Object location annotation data
%%

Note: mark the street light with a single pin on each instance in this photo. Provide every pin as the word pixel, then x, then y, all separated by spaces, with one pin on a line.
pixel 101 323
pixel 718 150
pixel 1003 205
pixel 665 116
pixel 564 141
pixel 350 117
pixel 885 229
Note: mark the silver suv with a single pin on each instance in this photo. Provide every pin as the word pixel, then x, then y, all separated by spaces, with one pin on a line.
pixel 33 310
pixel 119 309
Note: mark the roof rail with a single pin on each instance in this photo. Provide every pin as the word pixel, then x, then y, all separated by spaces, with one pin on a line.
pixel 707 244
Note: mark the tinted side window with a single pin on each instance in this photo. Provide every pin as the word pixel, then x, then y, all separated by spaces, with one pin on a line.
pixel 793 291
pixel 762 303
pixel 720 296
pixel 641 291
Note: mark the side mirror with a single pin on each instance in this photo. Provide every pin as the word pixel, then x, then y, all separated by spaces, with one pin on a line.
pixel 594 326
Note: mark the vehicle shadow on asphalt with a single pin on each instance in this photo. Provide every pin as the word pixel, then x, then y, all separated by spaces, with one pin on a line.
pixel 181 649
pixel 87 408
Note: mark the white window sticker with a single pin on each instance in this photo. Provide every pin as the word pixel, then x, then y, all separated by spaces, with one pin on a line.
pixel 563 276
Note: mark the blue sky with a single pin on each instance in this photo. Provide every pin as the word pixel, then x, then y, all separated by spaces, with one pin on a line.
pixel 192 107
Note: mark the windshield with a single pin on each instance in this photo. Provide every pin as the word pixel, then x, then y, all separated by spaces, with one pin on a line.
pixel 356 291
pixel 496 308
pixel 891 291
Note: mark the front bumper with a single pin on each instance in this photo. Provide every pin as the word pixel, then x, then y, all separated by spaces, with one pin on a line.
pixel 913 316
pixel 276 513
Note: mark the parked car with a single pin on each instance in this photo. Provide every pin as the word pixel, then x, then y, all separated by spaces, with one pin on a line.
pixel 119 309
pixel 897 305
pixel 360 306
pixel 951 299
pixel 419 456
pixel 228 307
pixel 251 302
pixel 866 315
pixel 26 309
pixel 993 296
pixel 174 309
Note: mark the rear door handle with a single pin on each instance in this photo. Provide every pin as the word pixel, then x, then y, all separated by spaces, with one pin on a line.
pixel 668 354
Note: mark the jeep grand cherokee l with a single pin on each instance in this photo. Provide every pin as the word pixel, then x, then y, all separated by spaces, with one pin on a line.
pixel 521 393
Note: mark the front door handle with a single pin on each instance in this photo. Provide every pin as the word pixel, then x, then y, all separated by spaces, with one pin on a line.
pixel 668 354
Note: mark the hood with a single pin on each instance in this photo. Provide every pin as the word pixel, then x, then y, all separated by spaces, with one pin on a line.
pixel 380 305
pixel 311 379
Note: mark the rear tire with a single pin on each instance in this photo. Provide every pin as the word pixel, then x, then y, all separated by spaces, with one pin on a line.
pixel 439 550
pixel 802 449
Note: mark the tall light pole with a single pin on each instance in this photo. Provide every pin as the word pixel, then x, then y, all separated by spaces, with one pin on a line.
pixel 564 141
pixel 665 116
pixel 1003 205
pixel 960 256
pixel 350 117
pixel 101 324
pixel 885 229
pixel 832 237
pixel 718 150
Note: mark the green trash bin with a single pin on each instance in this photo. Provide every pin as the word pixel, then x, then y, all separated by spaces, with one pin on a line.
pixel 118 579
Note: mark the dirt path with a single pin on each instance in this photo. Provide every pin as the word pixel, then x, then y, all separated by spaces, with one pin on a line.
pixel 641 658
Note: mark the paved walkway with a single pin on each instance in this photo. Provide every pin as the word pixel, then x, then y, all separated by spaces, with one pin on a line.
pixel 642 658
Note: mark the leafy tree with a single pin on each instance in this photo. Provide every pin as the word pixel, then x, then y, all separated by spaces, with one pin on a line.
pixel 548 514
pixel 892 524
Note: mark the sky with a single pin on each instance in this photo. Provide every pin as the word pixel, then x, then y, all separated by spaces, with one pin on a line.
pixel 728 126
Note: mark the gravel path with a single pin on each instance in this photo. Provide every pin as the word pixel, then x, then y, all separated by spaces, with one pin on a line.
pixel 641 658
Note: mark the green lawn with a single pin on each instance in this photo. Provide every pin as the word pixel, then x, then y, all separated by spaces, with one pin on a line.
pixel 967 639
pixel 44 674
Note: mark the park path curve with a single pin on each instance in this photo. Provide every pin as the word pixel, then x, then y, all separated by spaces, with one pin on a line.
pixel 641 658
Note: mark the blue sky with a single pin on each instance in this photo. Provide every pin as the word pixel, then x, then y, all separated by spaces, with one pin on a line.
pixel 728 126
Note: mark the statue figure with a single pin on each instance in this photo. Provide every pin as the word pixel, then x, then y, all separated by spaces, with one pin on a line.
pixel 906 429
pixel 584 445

%%

§ AIM:
Edit all the items above so that every "single pin" becomes "single point", keeping everything else the same.

§ SOLUTION TO THIS PROBLEM:
Note: mark the street light with a single point on each instance in this photo. Provide every pin as the word pixel, then x, then y, all separated by spaces, with one pin on a line.
pixel 101 323
pixel 718 150
pixel 1003 205
pixel 665 116
pixel 564 141
pixel 350 117
pixel 885 229
Note: mark the silver suv with a single point on each instance in this photo. Provide every pin as the word pixel, then x, then y, all separated by spaces, with one pin on a line.
pixel 33 310
pixel 119 309
Note: mark the roof rail with a single point on each instance in this photo. Provide every pin as the word pixel, then x, then y, all separated by spaces, with one pin on a line.
pixel 707 244
Note: mark the tinted side window with a single point on each instance in this photo. Provide every pin as the word pixel, then x, then y, all separated by spaces, with one pin on a line.
pixel 793 291
pixel 762 303
pixel 720 296
pixel 641 291
Note: mark the side mirror with a single point on each instance in this photo. Provide every pin as the word pixel, then x, then y, all separated by spaces, with one pin on a line.
pixel 594 326
Note: mark the vehicle shadow on asphalt with a single point on each instance in this photo. Provide every pin as the word pixel, then x, then y, all separated by spaces, with one pin on a line.
pixel 181 649
pixel 87 408
Note: mark the white window sticker with a single point on each instance in this photo. Provide every pin as the word pixel, then x, then y, all separated by spaces, with one pin on a line.
pixel 563 276
Note: mark the blue sky with a single point on each instance in this photo. Provide every pin as the word pixel, then x, then y, all separated by spaces, with one pin on a line.
pixel 192 107
Note: mark the windshield with a single point on each instance in this photo. Provide every pin as the word pixel, then x, then y, all separated by spaces, with one pin on a line.
pixel 356 291
pixel 496 308
pixel 891 291
Note: mark the front bumper with a single point on each instance in this photo. Provide every pin as the word pixel, then x, then y, all separated by spaces, with one pin on a line.
pixel 913 316
pixel 276 513
Note: mark the parked car with a single point on each instance in this photo. Provide every pin as the word pixel, then x, then y, all separated by spaces, with one pin on a line.
pixel 119 309
pixel 897 305
pixel 360 306
pixel 951 299
pixel 419 456
pixel 228 307
pixel 251 302
pixel 866 315
pixel 26 309
pixel 993 296
pixel 174 309
Note: mark the rear door handle with a single point on each instance in this photo. Provide every pin as the word pixel, then x, then y, all separated by spaces, with one pin on a line.
pixel 668 354
Note: mark the jeep grand cherokee l with a single point on each instance in this photo. Provide every pin as the word pixel, then x, then y, all separated by spaces, with one pin on a line.
pixel 521 393
Note: mark the front door handle with a single point on each instance in this photo. Provide every pin as the word pixel, then x, then y, all separated by spaces, with one pin on a line.
pixel 668 354
Note: mark the hood with a single point on each instance in this photo. Provide every pin as the word pixel, then x, then y, all separated by spaces, with one pin on a line.
pixel 380 305
pixel 311 379
Note: mark the rear tire with a single point on each instance in this photo. Provide every pin as the word pixel, then x, then y, all separated by spaces, with one pin on a line.
pixel 439 550
pixel 802 449
Note: mark the tall light pole with a single point on each instance in this photo. Provide every pin as the word pixel, then x, then y, all separated by spaces, with one pin on a line.
pixel 564 141
pixel 665 116
pixel 1003 205
pixel 960 256
pixel 350 117
pixel 101 324
pixel 885 229
pixel 832 237
pixel 718 150
Note: mark the green trash bin with a single point on each instance in this photo. Provide every pin as the word pixel, then x, then y, all separated by spaces, with one pin on a line.
pixel 118 579
Note: mark the dirt path with a single point on each instance in this photo. Provide every pin as the word pixel, then x, then y, all separated by spaces, with one pin on a line.
pixel 641 658
Note: mark the paved walkway with a single point on each instance in this photo. Provide every pin as the word pixel, then x, then y, all separated by spaces, with one pin on a line.
pixel 642 658
Note: mark the leafy tree with a single point on each instance in this photo. Provide every pin as the word pixel, then x, then y, all separated by spaces, with one pin on a line.
pixel 548 514
pixel 892 524
Note: mark the sky with a single point on each instance in this photo. Provide every pin as the word pixel, then x, then y, all separated by spaces, with one pin on a line.
pixel 728 126
Note: mark the gravel path with a single point on each instance in this photo. Provide every pin as the word pixel, then x, then y, all separated by spaces, with one pin on a line.
pixel 641 658
Note: mark the green lawn with a single point on each instance in this photo. Provide every pin as the word pixel, then x, then y, all separated by spaces, with one pin on a line.
pixel 967 639
pixel 44 674
Note: mark the park path curve with a single point on each instance in this photo. Provide every pin as the word pixel, then x, then y, all separated by spaces, with one pin on a line.
pixel 641 658
Note: mark the blue sky with a single point on each instance in this photo. Provide every pin as the word pixel, then x, then y, all separated by spaces, with one pin on a line.
pixel 728 126
Note: mark the statue figure with a single point on each instance in this photo. Provide every pin as the word pixel, then x, then y, all separated by spaces, with one pin on a line.
pixel 906 429
pixel 584 445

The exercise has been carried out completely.